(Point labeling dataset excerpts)
-- START --

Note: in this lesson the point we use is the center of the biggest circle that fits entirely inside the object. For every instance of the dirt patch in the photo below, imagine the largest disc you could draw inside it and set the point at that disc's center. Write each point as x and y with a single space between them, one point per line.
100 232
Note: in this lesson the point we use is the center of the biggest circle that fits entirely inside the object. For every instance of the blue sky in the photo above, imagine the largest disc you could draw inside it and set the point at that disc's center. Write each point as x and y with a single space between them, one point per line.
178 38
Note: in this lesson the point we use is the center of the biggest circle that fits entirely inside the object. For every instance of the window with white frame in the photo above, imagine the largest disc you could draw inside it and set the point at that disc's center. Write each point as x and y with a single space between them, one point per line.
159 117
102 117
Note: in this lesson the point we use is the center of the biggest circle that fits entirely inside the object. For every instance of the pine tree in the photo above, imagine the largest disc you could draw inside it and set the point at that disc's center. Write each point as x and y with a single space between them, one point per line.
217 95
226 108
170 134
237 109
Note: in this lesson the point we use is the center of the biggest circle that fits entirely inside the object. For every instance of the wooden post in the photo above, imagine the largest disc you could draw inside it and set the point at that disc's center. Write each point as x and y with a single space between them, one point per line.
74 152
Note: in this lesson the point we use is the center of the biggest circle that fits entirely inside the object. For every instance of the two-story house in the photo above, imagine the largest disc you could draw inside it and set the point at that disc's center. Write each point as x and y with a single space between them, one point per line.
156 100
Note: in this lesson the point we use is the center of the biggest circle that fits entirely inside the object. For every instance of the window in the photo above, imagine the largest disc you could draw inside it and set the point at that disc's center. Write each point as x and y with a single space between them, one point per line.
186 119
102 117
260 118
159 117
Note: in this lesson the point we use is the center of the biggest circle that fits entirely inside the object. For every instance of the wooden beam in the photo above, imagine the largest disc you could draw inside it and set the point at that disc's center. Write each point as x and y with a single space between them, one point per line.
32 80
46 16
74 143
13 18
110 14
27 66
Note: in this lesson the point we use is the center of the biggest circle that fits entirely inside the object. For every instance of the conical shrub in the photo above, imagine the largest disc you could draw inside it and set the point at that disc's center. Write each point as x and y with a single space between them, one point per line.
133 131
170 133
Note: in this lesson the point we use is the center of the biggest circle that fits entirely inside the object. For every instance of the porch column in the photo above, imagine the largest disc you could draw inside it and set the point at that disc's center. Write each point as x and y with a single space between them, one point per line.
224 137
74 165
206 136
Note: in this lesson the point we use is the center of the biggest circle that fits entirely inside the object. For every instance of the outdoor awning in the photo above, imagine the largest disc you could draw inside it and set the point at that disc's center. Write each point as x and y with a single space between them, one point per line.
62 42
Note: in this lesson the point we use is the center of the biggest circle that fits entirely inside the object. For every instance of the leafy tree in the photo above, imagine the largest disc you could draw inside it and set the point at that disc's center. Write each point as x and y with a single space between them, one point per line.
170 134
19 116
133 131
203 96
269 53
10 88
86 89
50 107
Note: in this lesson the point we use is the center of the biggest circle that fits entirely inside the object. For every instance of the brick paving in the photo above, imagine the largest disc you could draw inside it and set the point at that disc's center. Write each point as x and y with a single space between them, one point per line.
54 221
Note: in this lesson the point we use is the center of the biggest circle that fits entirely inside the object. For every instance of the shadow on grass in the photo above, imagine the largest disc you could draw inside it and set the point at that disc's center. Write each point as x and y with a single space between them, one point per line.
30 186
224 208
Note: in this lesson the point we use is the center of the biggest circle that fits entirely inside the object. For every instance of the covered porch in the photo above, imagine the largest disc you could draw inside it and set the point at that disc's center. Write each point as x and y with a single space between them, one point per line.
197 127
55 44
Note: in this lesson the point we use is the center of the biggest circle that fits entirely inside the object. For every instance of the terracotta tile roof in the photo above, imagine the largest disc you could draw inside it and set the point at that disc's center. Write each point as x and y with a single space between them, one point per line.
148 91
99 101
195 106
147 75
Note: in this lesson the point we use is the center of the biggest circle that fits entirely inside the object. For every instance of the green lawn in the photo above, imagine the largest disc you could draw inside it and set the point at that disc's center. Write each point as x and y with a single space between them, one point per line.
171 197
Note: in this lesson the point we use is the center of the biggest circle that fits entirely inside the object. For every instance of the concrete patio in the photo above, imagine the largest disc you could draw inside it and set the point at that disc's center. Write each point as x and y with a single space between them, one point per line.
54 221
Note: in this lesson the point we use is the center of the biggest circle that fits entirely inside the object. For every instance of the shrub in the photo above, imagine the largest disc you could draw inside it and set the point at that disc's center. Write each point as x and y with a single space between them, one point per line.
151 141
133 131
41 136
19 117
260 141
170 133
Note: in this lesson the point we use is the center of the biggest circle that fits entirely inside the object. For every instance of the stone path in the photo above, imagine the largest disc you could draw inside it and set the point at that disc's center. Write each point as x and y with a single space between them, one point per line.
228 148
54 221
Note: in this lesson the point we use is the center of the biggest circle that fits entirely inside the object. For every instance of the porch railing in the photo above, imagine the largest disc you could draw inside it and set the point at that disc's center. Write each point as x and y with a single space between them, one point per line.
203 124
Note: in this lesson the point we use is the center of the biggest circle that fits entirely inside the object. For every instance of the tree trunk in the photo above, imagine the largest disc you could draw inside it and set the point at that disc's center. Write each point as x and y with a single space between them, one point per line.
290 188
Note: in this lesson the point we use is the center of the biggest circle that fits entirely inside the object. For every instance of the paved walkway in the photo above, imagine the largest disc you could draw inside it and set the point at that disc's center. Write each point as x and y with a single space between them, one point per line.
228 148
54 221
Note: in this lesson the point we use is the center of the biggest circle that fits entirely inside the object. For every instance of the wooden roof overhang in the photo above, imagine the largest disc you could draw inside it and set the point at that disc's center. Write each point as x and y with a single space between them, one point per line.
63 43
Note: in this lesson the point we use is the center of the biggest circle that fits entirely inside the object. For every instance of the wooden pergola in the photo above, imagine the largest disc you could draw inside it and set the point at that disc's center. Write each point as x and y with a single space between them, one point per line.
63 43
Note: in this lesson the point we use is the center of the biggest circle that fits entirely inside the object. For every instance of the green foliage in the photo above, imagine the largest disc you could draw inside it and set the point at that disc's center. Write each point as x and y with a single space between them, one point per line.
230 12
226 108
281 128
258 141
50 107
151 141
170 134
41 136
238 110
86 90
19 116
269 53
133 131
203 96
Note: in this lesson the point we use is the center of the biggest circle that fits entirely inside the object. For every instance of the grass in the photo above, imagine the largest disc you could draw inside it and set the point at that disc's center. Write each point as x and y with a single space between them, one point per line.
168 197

-- END --

What to produce: Each line in the material above must be retyped without alteration.

Expected output:
Note: in this lesson the point we use is the center of the biggest circle that fits entirely inside the object. For every instance of the dirt patch in the photo below, imagine the largest disc you could draw inside it and set the point at that disc's center. Write each point as x and y with a single space between them, one point per line.
100 232
Note: in this lesson the point we use is the center of the biggest circle that fits entirely inside the object. For every instance of the blue sky in the photo above, imagine the largest disc you could draw inside it and set the point at that disc's center. Write each point as x and y with a single space between them, one point per line.
178 38
Note: in this lesson the point we use is the center of the biggest circle that fits entirely inside the object. For every instance of the window with white frame in the photo above, imagine the largest disc you could draw inside it and set the point at that disc's center. Write each point as x and y with a single space between them, one point per line.
159 117
102 117
Note: in this lesson the point we use is the center of the biggest circle that fits entirely inside the object. For every instance of the pine tree in the photo above, imagine the largest disc you could draw inside it and set the point at that disc's center. Write each point as x and y with a single space between them, one point per line.
217 95
226 108
170 134
237 109
Note: in this lesson the point we use is the center of the biggest circle that fits entirely inside the object. For every instance of the wooden post in the photo above, imagine the largest disc you could draw inside it and set the point at that disc's center. Write each point as x and y with a single space between them, one point per line.
74 152
Note: in this lesson the point we use is the center of the biggest circle that fits entirely inside the object. For every instance of the two-story house in the photo above, imagine the largest disc you could draw inside it and set the point at that disc's center. Write each point as x and y with a single space between them, one point per line.
156 100
Note: in this lesson the point we use is the center of the biggest circle that fits entirely inside the object. For every instance of the window in the photo above, imagine the largest disc you could draw inside it and set the point at that disc's center. Write each point as x and y with a single space between them, one point per line.
186 119
102 117
260 118
159 117
Note: in this lesson the point we use is the center of the biggest circle that fits entirely inside the object. For every instance of the wooden beam in the photo above, imagine the largest disc you could draw inside it and set the point at that disc's center. Write each point as x and y with a single space between them, one point per line.
32 80
46 16
74 143
13 18
110 14
27 66
Note: in this lesson the point we use is the center of the biggest circle that fits entirely inside the object. For every instance of the conical shrub in the photo above, imagine the largest disc you could draw inside it and set the point at that disc's center. Write each point as x and y with a single space between them, one point per line.
133 131
170 133
Note: in this lesson the point we use is the center of the biggest circle that fits entirely inside the object. For every instance of the porch column in the photo above, imagine the largest disc you could draw inside it and set the point at that disc's center. Write each point as x and y with a single space between them, one point per line.
224 137
74 165
206 136
Note: in this lesson the point we use is the center of the biggest circle that fits entirely inside the object. For every instance of the outdoor awning in the photo above, imagine the largest disc you could draw inside it and set the point at that disc's center. Write each point as x and y with a single space between them, one point per line.
62 42
Note: in this lesson the point we use is the center of the biggest circle that fits entirely inside the object. For every instance of the leafy tree in the photo above, imagine the largest disc you could draw inside it and set the point at that disc's center. Write each point as x and y with a single space between them, one point per line.
170 134
19 116
133 131
203 96
269 53
10 88
86 89
50 107
Note: in this lesson the point we use is the center of the biggest circle that fits entirely inside the object. For every instance of the brick paving in the photo above, imagine the largest disc you could draw inside it and set the point at that disc's center. Write each point as x and y with a single space between them, one point per line.
54 221
Note: in this lesson the point we use is the center of the biggest circle that fits entirely inside the object. For every instance of the shadow on grass in the photo above, imagine the largest disc you could draw inside it and set the point at that disc's center. Write each point as x and y with a single space between them, one point per line.
30 186
224 208
Note: in this lesson the point we use is the center of the biggest circle that fits entirely inside the object. For every instance of the covered porch in the photo above, imagine the largest disc you could draw inside it and set the point at that disc's center. Write each point as x and y with a single space between them, one point per line.
197 127
55 44
Note: in this lesson the point we use is the center of the biggest circle that fits entirely inside the object. For every instance of the terracotta tile roof in the photo above, imagine the largest disc you could draw inside it and set the point at that disc's center. Write each point as x and y with a single space between them, one point per line.
148 91
99 101
195 106
147 75
Note: in this lesson the point we use is the center of the biggest circle that fits entirely inside the object. For every instance of the green lawn in the photo above, imagine the largest disc you could draw inside it and set the point at that disc's center. Write each point as x and y with a single space between them, one point per line.
171 197
Note: in this lesson the point we use is the center of the biggest circle that fits entirely inside the object. For every instance of the concrete patio in the photo above, imagine the largest disc you could draw inside it and set the point at that disc's center. Write each point as x and y with a single space between them, one point per line.
54 221
Note: in this lesson the point we use is the center of the biggest circle that fits entirely inside the object. For every instance of the shrub in the photo above, imagine the largest disc you could draw inside it and set the point at that disc's center. Write each point as x and y with a single space between them, one point per line.
151 141
133 131
41 136
19 117
260 141
170 133
Note: in this lesson the point we use is the center of the biggest circle that fits entirely inside the object. For every instance of the stone path in the photo above, imagine the largest disc you could draw inside it and set the point at that disc's center. Write each point as x and y with a single space between them, one point per line.
228 148
54 221
Note: in this lesson the point we use is the center of the biggest circle that fits entirely inside the object. For every instance of the porch railing in the photo above, imagine the largest disc you could draw inside it and set the point at that disc's center. Write each point as x and y with a single space between them, one point per line.
203 124
Note: in this lesson the point we use is the center of the biggest circle that fits entirely inside the object. For every instance of the tree trunk in the photo above, imagine the largest disc you could draw inside it and set the point at that disc's center. Write each point as x and y with a single space between them, one point per line.
290 188
Note: in this lesson the point we use is the center of the biggest circle that fits entirely inside the object. For every instance of the paved walkway in the photo above, imagine the largest disc you could draw inside it and set the point at that disc's center. Write each point as x and y with a single space between them, one point per line.
228 148
54 221
Note: in this lesson the point we use is the center of the biggest circle that fits entirely inside the object. For every instance of the wooden roof overhang in the photo above, imagine the largest disc you could draw inside it and set the point at that disc's center. Write each point as x and y with a single space between them, one point per line.
63 43
Note: in this lesson the point we use is the center of the biggest circle that fits entirely inside the object. For every instance of the wooden pergola in the photo above, imagine the largest disc you could draw inside it and set the point at that disc's center. Write each point as x and y with a single space between them, one point per line.
63 43
Note: in this lesson the point we use is the center of the biggest circle that fits entirely inside the object. For every instance of the green foliage in the photo above, imagine the largest disc you could draw inside it and set the point at that disc's center. Write each point as x and y with a single space between them, one point per line.
230 12
226 108
281 128
258 141
50 107
151 141
170 134
41 136
238 110
86 90
19 116
269 53
133 131
203 96
Note: in this lesson the point we use is the center of the biggest circle that fits entirely inside the object. For every instance of the grass in the photo above, imagine the largest disc you could draw inside it and set the point at that disc's center. Write each point as x and y with a single space between them, one point per line.
168 197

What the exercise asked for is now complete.